→ Cel zadania
Powtórz bez zmian wiersze danych od wiersza zawierającego „point: wooden mast” aż do końca danych, włącznie z obydwoma skrajnymi wierszami.
======== Dane wejściowe ========
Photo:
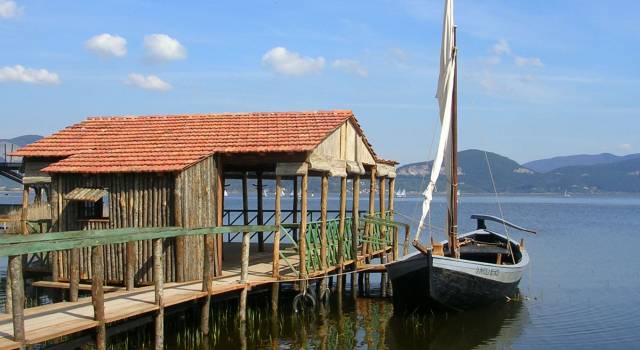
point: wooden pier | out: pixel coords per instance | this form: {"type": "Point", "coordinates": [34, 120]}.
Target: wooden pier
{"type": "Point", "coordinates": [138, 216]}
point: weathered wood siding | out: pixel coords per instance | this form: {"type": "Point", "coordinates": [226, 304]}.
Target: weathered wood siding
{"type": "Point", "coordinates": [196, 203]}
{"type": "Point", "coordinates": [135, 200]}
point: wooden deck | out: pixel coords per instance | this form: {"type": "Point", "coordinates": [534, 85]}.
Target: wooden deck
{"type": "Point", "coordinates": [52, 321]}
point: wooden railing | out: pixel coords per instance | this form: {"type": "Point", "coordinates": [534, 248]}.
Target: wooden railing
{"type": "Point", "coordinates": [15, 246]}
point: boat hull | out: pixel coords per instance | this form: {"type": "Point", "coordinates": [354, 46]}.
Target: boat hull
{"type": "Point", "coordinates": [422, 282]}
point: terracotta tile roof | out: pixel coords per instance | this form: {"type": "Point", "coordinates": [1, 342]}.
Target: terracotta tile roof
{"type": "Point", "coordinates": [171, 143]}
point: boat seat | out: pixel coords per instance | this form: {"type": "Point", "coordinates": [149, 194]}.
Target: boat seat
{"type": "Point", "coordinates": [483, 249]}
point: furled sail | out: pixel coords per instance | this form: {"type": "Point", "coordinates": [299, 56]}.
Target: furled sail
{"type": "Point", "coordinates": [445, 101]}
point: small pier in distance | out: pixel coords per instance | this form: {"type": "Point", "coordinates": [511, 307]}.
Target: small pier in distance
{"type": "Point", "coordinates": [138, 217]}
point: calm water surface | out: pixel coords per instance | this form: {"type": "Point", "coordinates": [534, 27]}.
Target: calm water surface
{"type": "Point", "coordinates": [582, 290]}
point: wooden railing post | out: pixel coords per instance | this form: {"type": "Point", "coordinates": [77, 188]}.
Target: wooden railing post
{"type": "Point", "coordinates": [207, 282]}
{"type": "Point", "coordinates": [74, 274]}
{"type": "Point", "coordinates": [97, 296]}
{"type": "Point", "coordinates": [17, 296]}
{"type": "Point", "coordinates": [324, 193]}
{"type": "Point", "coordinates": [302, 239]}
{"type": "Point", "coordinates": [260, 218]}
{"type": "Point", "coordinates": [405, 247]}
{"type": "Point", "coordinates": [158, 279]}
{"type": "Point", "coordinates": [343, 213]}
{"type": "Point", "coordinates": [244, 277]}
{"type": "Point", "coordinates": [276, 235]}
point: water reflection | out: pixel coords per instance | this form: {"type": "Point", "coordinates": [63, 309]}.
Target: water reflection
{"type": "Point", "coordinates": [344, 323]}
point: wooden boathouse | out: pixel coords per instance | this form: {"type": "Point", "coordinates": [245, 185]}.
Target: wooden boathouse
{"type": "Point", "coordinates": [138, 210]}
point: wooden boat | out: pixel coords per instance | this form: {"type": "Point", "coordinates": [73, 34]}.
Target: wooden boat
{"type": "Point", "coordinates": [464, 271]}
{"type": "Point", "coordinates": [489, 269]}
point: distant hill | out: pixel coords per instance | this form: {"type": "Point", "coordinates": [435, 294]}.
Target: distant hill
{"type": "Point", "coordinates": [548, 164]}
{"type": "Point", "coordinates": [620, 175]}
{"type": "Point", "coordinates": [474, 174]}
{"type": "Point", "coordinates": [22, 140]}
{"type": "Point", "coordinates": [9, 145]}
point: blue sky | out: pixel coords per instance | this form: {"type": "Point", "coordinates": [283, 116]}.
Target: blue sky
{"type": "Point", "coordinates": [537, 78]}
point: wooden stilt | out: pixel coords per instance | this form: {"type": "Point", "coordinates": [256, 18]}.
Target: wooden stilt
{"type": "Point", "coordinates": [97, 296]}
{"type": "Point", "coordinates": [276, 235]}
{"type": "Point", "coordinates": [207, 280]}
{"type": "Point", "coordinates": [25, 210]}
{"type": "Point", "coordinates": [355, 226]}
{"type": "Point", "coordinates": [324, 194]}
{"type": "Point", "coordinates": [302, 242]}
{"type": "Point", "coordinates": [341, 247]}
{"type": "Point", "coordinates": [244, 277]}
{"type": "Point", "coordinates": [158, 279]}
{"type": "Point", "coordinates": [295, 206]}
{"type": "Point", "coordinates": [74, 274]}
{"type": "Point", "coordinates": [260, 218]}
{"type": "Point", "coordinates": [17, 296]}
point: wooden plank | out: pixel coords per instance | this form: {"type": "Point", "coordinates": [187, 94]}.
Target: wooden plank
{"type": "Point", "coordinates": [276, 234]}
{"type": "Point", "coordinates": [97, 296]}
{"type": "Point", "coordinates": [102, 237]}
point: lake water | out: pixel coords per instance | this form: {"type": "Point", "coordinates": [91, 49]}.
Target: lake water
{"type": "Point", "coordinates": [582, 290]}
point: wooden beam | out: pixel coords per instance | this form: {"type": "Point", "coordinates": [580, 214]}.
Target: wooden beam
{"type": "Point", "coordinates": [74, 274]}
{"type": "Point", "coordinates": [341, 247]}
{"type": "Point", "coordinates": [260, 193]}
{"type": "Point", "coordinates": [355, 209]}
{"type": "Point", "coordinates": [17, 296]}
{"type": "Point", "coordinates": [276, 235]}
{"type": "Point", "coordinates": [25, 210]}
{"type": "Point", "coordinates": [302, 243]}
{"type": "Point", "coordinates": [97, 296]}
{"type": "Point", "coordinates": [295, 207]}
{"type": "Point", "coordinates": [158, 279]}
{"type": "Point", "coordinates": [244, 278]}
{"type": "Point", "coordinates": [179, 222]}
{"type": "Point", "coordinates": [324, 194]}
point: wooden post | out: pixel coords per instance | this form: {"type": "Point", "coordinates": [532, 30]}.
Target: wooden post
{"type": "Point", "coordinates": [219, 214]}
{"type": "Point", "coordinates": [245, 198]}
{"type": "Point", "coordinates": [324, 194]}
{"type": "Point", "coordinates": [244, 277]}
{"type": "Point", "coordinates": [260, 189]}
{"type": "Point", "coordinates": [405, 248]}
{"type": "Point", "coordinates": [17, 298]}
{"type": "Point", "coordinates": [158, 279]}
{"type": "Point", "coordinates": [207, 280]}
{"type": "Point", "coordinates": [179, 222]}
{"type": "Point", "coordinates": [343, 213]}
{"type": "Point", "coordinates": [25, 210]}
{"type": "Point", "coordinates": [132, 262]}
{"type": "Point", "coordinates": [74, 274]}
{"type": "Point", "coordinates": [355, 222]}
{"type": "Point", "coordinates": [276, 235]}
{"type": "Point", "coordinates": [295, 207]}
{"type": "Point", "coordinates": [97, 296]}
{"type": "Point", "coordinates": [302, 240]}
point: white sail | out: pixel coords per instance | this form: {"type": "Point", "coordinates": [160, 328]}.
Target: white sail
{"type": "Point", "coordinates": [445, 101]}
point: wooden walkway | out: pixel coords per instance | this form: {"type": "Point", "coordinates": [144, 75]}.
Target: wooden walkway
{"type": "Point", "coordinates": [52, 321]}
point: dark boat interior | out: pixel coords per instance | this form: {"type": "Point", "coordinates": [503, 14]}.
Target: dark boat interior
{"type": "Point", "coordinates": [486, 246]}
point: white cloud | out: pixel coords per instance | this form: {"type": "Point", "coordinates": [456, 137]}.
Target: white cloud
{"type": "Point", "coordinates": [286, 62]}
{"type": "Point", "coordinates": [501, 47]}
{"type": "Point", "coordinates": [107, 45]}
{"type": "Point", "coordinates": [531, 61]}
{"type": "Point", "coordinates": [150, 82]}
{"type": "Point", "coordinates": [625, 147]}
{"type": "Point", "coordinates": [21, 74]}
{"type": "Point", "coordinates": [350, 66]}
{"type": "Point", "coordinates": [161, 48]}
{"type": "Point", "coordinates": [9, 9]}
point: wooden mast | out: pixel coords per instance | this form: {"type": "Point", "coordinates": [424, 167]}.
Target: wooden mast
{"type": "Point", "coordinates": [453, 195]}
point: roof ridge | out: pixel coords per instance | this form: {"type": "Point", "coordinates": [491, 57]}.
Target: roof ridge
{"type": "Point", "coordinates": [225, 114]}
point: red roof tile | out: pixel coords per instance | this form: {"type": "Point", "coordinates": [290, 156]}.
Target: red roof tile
========
→ Odpowiedź
point: wooden mast | out: pixel coords per instance | this form: {"type": "Point", "coordinates": [424, 167]}.
Target: wooden mast
{"type": "Point", "coordinates": [453, 195]}
point: roof ridge | out: pixel coords per instance | this form: {"type": "Point", "coordinates": [491, 57]}.
Target: roof ridge
{"type": "Point", "coordinates": [225, 114]}
point: red roof tile | out: pixel coords per instance | this form: {"type": "Point", "coordinates": [290, 156]}.
Target: red roof tile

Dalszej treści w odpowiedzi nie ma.